→ **WHAT IS BEING ASKED**: Reproduce the lines of the material exactly, excluding every image.

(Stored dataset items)
•••

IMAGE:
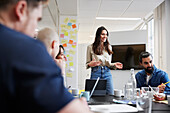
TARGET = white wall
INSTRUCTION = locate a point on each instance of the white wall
(120, 77)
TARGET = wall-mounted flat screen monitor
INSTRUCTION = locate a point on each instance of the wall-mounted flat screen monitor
(128, 55)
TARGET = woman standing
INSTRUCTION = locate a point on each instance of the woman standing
(61, 57)
(99, 59)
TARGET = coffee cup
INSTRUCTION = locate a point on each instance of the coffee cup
(117, 92)
(85, 94)
(75, 92)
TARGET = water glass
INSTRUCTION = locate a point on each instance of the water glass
(128, 91)
(144, 91)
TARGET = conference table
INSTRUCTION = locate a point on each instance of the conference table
(108, 99)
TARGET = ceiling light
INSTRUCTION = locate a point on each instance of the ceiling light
(108, 18)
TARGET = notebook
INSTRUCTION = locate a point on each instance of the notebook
(100, 89)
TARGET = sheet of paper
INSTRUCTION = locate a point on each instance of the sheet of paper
(113, 108)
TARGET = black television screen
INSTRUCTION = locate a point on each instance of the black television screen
(128, 55)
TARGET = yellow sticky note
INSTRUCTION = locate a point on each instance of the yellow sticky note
(69, 74)
(73, 37)
(72, 52)
(70, 42)
(65, 45)
(70, 58)
(63, 26)
(73, 20)
(71, 32)
(73, 46)
(66, 20)
(65, 33)
(71, 64)
(63, 30)
(63, 41)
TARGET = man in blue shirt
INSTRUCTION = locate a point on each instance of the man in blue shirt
(150, 75)
(30, 81)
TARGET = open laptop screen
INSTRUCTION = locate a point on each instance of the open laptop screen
(100, 89)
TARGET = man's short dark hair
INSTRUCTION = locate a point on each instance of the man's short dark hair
(144, 55)
(31, 3)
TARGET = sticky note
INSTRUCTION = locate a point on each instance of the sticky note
(64, 45)
(69, 24)
(62, 26)
(66, 33)
(70, 58)
(71, 32)
(73, 37)
(74, 43)
(63, 41)
(75, 31)
(70, 63)
(66, 20)
(69, 74)
(73, 46)
(68, 27)
(73, 20)
(61, 35)
(71, 51)
(70, 42)
(74, 26)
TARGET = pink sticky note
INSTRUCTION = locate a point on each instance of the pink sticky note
(61, 35)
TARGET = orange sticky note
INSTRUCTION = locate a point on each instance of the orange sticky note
(70, 42)
(74, 26)
(65, 45)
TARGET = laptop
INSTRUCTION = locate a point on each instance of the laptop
(100, 89)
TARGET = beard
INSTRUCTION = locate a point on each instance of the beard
(149, 70)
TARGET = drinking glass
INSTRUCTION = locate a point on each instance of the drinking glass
(128, 91)
(137, 97)
(144, 91)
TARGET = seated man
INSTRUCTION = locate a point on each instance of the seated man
(150, 75)
(51, 40)
(30, 80)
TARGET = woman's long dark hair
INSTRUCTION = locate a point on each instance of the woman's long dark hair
(97, 46)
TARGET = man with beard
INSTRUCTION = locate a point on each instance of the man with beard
(150, 75)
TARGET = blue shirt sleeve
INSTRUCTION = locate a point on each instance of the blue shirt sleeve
(40, 83)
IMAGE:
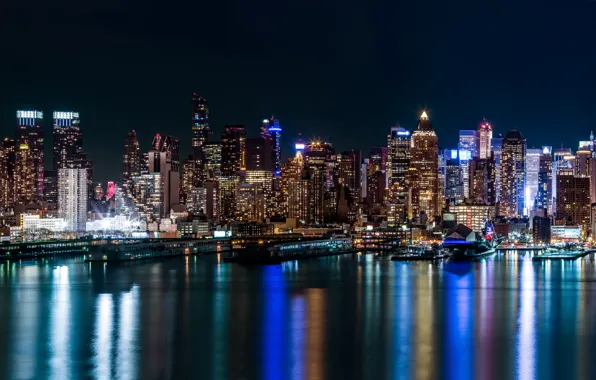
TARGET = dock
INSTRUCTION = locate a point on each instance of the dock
(573, 255)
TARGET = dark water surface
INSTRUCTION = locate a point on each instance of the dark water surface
(352, 317)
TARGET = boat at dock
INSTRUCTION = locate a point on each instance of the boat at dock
(275, 253)
(145, 249)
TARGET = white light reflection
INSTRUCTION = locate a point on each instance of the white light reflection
(127, 351)
(60, 325)
(102, 339)
(526, 350)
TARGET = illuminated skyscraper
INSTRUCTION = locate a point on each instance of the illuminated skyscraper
(24, 177)
(424, 167)
(513, 162)
(468, 148)
(485, 135)
(233, 150)
(72, 197)
(131, 156)
(544, 197)
(30, 132)
(68, 138)
(200, 121)
(532, 174)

•••

→ **ANSWER TO THE TASK**:
IMAGE:
TARGET = white wall
INSTRUCTION = locate a point on each instance of the white wall
(120, 77)
TARGET = wall-mounted flat screen monitor
INSTRUCTION = locate a point on each instance of the wall-mounted flat screen monitor
(128, 55)
TARGET = woman standing
INSTRUCTION = locate a point on each instance of the woman standing
(61, 57)
(99, 59)
TARGET = coffee cup
INSTRUCTION = locate a point on each instance of the coffee cup
(117, 92)
(85, 94)
(75, 92)
TARGET = water glass
INSTRUCTION = locate a point on each instance of the water glass
(128, 91)
(144, 91)
TARGET = conference table
INSTRUCTION = locate a point on each instance of the conference table
(108, 99)
TARGET = ceiling light
INSTRUCTION = locate a point on each instance of the ceiling light
(108, 18)
TARGET = notebook
INSTRUCTION = locate a point on each instance of the notebook
(100, 89)
TARGET = sheet of paper
INSTRUCTION = locate a point on each instance of the sheet of paper
(113, 108)
TARGET = black television screen
INSTRUCTION = locate a point on each instance of the black television screen
(128, 55)
TARGET = yellow sticky note
INSTRUCTION = locate a point on each instance of the yellow sticky note
(69, 74)
(73, 37)
(72, 52)
(70, 42)
(65, 45)
(70, 58)
(63, 26)
(73, 20)
(71, 32)
(73, 46)
(66, 20)
(65, 33)
(71, 64)
(63, 30)
(63, 41)
TARGET = man in blue shirt
INSTRUCTION = locate a point on each instance of the man in blue shirt
(150, 75)
(30, 81)
TARGET = open laptop screen
INSTRUCTION = locate a point on each instance of the open laptop screen
(100, 89)
TARGET = man's short dark hair
INSTRUCTION = locate a point on each instance of the man's short dark hair
(144, 55)
(31, 3)
TARGET = sticky note
INSTRUCTION = locate a point on each instance of the sticky note
(64, 45)
(69, 24)
(62, 26)
(66, 33)
(70, 58)
(71, 32)
(73, 37)
(74, 43)
(63, 41)
(75, 31)
(70, 63)
(66, 20)
(69, 74)
(73, 46)
(68, 27)
(73, 20)
(61, 35)
(71, 51)
(70, 42)
(74, 26)
TARGET = pink sticky note
INSTRUCTION = locate a point on each instance of the pink sticky note
(61, 35)
TARGET = orange sticky note
INSTRUCTION = locate a point on each instance of the orange sticky note
(70, 42)
(74, 26)
(65, 45)
TARGET = laptop
INSTRUCTION = locate a point on each instance of the laptop
(100, 89)
TARGET = beard
INSTRUCTION = locate a point on each instance of the beard
(149, 70)
TARGET = drinking glass
INSTRUCTION = locate a point on each instance of the drinking glass
(128, 91)
(137, 97)
(144, 91)
TARGET = seated man
INSTRUCTION = locate a point on each instance of the seated man
(150, 75)
(51, 40)
(30, 80)
TARGET = woman's long dark hair
INSTRUCTION = locate a point on each instance of the woman's long dark hair
(97, 46)
TARGET = man with beard
INSTRUCTION = locate a point on each instance of the man with beard
(150, 75)
TARGET = blue shirt sleeve
INSTRUCTION = locate a point on each instance of the blue shirt sleeve
(40, 83)
IMAGE:
TARGET = dock
INSTRUCTION = locate a point on each instance of the dock
(573, 255)
TARGET = dark water surface
INSTRUCTION = locate a point on each instance of the dark water surface
(352, 317)
TARGET = boat at dock
INSTRUCTION = locate a point on each instance of the boat at dock
(275, 253)
(145, 249)
TARGET = white light reflection
INSTRUCTION = locate a point on each instance of the white light reflection
(127, 351)
(60, 325)
(102, 339)
(526, 350)
TARGET = illuminated skyscraper
INSTRUCTION = locate a point on each instance of the illuminated skyscraper
(24, 177)
(424, 167)
(513, 162)
(468, 148)
(485, 135)
(233, 150)
(72, 197)
(131, 156)
(544, 197)
(30, 132)
(68, 138)
(200, 121)
(532, 174)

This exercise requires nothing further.